SHORT EXERCISE 1:
Answer these questions using the post on Alpha memory barriers below.
(a) What kind of caches do EV6s have?
(b) With the MB, when do the loads and stores before it appear to other CPUs to happen?
(c) What can the MBs be folded into?

— Start of SOURCE PASSAGE —

Subject: Re: inter-cpu coherency and kernel data structures
To: None <thorpej@zembu.com>
From: Hal Murray <murray@pa.dec.com>
List: tech-smp
Date: 08/16/2000 20:35:24
I'll take a try at this, at least the Alpha part.
I'm not a wizard in this area, but I hang out with people who are
and I like low level stuff so this is an excuse for me to learn.
Standard disclaimers etc. This is my best effort, nothing official.
(But please let me know if I botch anything.)
> On the Alpha, you're supposed to issue a memory barrier to ensure
> that other "processors" see the changes you've made to a memory
> location -- basically, you drain the write buffer. The "processor"
> may be an I/O device (such as a disk controller, DMA mapper, etc.)
First red flag. The MB doesn't necessarily drain the write buffer.
On an Alpha, a CPU is allowed to reorder loads and stores.
First consider a single CPU system. The CPU can hang on to modified
data for an arbitrary time and it can do arbitrary prefetches. It
can reorder stores relative to other stores. It can reorder loads
relative to other loads. It can reorder loads/stores. It must look
to the programmer as if it is doing things in the order specified.
EV6s have write-back caches so writes to the outside world can
easily get reordered and have huge delays.
Now consider multiple CPUs. The question is if CPU #1 executes a
sequence of loads and stores, will CPU #2 see the same order? The
answer is that CPU #2 can see a different order unless you use the
MB.
With the MB, all the loads/stores before the MB appear to other CPUs
to happen before any of the loads/stores after the MB.
So the typical sequence of:
lock
critical-section-with-loads+stores
unlock
Should get turned into:
lock
MB
critical-section-with-loads+stores
MB
unlock
Obviously, the MBs can get folded into the lock/unlock macros.

— End of SOURCE PASSAGE —
— Start of MATERIAL FOR THE TASK —

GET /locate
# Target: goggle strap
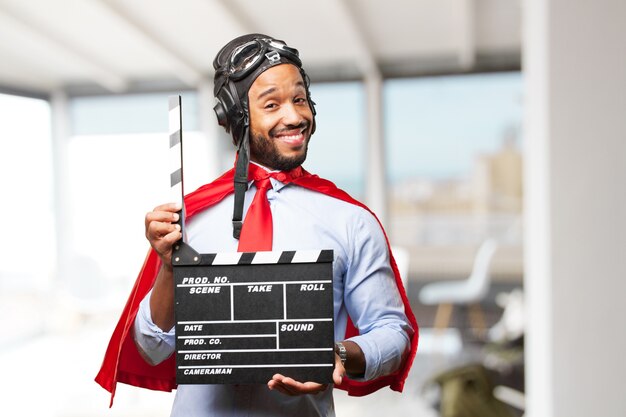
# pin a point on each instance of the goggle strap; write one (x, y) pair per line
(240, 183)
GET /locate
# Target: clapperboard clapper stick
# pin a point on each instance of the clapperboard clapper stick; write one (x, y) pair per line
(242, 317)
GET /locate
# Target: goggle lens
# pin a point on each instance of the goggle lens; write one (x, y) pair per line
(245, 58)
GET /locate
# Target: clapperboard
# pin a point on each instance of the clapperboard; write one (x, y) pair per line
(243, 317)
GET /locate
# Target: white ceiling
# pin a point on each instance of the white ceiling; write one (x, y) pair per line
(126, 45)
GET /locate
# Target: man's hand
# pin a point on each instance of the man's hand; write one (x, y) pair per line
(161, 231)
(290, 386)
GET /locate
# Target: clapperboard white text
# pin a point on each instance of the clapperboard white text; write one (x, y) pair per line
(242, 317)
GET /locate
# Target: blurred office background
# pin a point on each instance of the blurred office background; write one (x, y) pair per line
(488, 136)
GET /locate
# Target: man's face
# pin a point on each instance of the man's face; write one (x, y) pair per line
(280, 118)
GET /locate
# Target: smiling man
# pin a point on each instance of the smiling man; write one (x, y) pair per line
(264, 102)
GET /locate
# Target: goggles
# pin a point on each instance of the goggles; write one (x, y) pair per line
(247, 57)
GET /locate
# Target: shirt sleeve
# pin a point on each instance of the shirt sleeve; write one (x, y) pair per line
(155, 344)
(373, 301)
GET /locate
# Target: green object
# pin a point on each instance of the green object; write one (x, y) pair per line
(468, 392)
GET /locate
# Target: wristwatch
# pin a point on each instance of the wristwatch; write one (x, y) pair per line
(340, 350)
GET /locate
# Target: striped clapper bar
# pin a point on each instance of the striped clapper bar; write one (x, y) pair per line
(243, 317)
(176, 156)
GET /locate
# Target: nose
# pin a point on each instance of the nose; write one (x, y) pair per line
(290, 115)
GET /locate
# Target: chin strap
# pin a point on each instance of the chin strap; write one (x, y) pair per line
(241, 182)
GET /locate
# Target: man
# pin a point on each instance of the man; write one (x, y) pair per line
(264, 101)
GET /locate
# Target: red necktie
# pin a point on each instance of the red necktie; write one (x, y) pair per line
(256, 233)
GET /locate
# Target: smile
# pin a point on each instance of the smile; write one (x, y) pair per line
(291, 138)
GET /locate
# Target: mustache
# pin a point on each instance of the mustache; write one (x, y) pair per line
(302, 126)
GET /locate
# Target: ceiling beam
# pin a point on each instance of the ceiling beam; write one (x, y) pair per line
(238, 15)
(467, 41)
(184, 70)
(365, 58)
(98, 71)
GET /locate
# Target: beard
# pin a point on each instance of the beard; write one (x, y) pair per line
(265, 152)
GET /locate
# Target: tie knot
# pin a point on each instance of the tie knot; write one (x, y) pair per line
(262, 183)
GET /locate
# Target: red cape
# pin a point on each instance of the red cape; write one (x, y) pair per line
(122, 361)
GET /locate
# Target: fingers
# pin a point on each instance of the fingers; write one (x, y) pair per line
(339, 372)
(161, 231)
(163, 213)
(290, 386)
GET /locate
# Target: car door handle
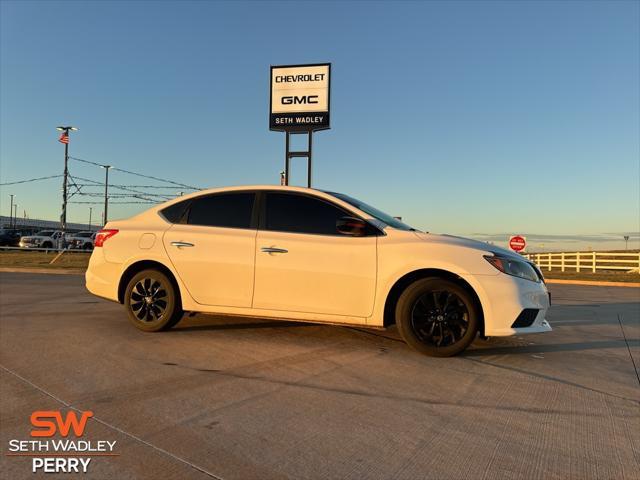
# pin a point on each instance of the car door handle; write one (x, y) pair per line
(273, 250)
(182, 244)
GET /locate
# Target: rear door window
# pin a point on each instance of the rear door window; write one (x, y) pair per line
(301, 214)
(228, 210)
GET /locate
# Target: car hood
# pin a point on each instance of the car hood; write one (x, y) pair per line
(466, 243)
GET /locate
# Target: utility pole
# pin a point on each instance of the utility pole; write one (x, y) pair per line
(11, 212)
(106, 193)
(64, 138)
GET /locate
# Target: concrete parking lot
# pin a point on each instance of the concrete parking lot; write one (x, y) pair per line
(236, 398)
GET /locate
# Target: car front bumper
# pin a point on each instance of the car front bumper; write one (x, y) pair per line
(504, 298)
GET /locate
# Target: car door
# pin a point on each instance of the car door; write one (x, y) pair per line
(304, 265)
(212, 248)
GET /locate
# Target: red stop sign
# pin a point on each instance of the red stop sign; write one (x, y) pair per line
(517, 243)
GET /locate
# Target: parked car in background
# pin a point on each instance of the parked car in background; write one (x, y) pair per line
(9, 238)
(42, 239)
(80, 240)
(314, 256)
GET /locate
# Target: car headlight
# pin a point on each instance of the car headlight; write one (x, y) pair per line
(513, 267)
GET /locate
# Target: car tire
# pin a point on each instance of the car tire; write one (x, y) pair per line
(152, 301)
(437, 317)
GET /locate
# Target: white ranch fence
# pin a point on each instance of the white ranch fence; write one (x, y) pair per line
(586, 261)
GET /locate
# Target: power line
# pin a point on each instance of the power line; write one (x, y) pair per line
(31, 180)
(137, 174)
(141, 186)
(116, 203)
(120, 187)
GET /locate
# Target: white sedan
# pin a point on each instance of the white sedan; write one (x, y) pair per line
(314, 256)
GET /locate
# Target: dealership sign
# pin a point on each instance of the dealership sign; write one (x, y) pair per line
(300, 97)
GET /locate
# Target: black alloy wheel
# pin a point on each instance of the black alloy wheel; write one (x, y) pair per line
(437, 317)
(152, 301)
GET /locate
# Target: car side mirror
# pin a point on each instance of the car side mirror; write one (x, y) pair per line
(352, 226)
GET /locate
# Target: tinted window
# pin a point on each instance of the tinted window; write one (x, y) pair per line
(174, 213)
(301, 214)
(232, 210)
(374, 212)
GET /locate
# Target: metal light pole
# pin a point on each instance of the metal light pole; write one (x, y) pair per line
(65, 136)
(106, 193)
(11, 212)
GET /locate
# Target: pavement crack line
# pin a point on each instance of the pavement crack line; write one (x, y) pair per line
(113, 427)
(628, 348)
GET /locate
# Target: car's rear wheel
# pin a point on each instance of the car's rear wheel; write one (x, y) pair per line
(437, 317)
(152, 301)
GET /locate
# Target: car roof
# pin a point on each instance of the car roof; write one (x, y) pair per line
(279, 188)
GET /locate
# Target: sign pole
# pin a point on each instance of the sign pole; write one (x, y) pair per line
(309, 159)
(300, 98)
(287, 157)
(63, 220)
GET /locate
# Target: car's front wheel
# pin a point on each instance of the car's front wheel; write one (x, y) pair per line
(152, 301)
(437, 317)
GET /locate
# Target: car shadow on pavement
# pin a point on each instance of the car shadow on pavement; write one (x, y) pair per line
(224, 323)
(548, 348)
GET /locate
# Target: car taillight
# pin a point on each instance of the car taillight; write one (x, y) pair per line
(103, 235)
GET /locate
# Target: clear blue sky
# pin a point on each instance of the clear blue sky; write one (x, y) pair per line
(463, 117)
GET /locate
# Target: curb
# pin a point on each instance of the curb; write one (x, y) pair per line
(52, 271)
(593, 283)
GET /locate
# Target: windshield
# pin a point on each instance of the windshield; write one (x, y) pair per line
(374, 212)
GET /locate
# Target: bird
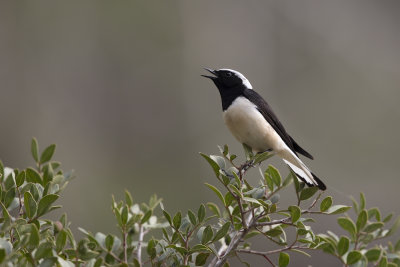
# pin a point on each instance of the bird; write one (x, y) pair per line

— End of MATERIAL FOR THE TASK —

SHORT EXERCISE 2:
Count the lines of the records above that contain the string "curb", treating case as significant, and give only the number.

WRITTEN ANSWER 1:
(a) Write-back caches.
(b) Before any of the loads and stores after the MB.
(c) The lock/unlock macros.

WRITTEN ANSWER 2:
2